╭─ Excerpt provided

Director: Richard Attenborough.
Producer: Richard Attenborough.
Associate Producer: Suresh Jindal.
Co-Producer: Rani Dube.
Script: John Briley.
Cinematography: Ronnie Taylor and Billy Williams.
Film Editing: John Bloom.
Art Direction: Norman Dorme, Robert W. Laing and Ram Yedekar.
Production Design: Stuart Craig and Robert W. Laing.
Costume Design: Bhanu Athaiya and John Mollo.
Makeup Department: Tom Smith.
Original Music: George Fenton and Ravi Shankar.

╰─

**Your tasks**
a) Do these statements agree with the film credits? (i) Richard Attenborough is credited as both director and producer. (ii) John Bloom is credited for cinematography. (iii) Ravi Shankar shares the original music credit. Answer yes or no for each, and quote the deciding words of the film credits.
b) Give a continuation of the film credits, starting after the original music entry.
The data that come after this point are from an unrelated source.

╭─ Collected material

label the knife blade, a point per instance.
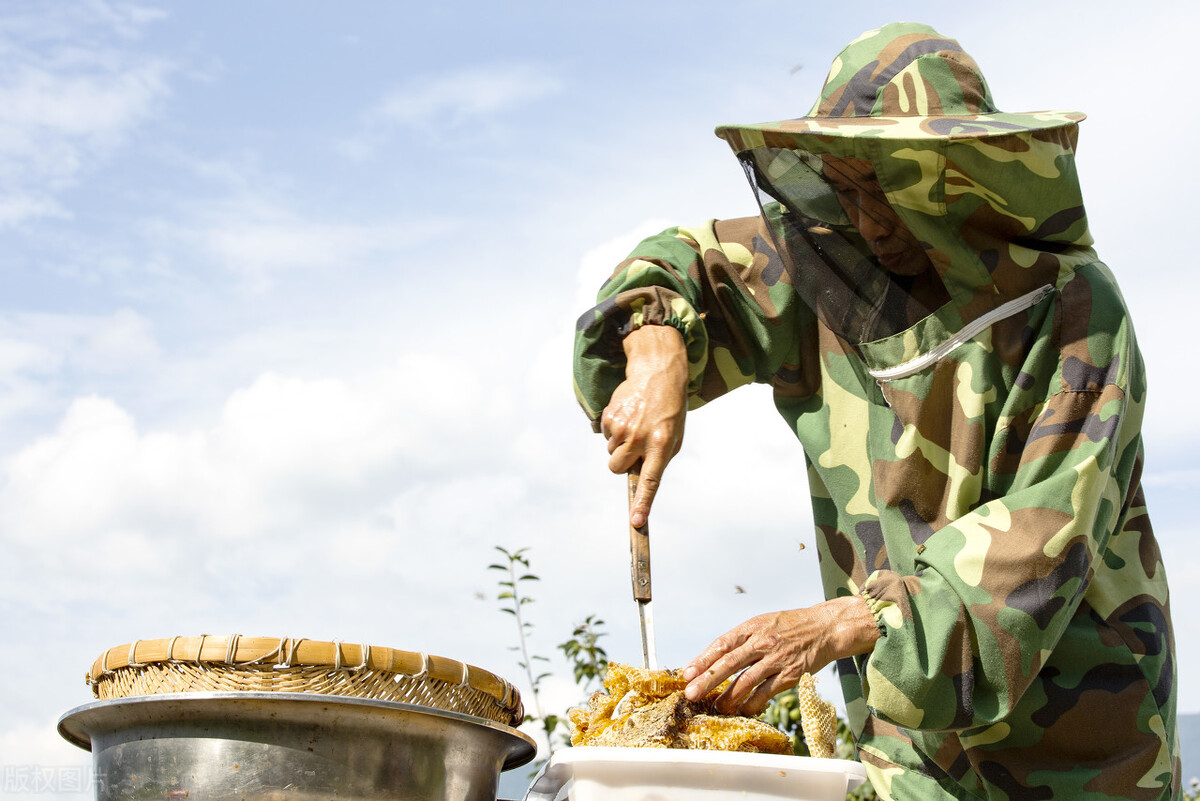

╰─

**Answers given**
a)
(i) Yes: "Director: Richard Attenborough." and "Producer: Richard Attenborough."
(ii) No: "Film Editing: John Bloom." and "Cinematography: Ronnie Taylor and Billy Williams."
(iii) Yes: "Original Music: George Fenton and Ravi Shankar."

b)
The Cast

Ben Kingsley - Mahatma Gandhi
Candice Bergen - Margaret Bourke-White
Edward Fox - General Dyer
John Gielgud - Lord Irwin
Trevor Howard - Judge Broomfield
John Mills - Lord Chelmsford
Martin Sheen - Walker
Ian Charleson - Charlie Andrews
Athol Fugard - General Smuts
Günther Maria Halmer - Herman Kallenbach
Saeed Jaffrey - Sardar Patel
Geraldine James - Mirabehn
Amrish Puri - Kahn
Ian Bannen - Senior Police Officer
John Clements - Advocate General
Richard Griffiths - Collins
Nigel Hawthorne - Kinnoch
Michael Hordern - Sir George Hodge
Om Puri - Nahari

Plot Synopsis

Director Richard Attenborough’s epic biography charting the life of Mahatma Gandhi from a simple lawyer to a worldwide symbol of peace and understanding, the film won an incredible eight Academy Awards.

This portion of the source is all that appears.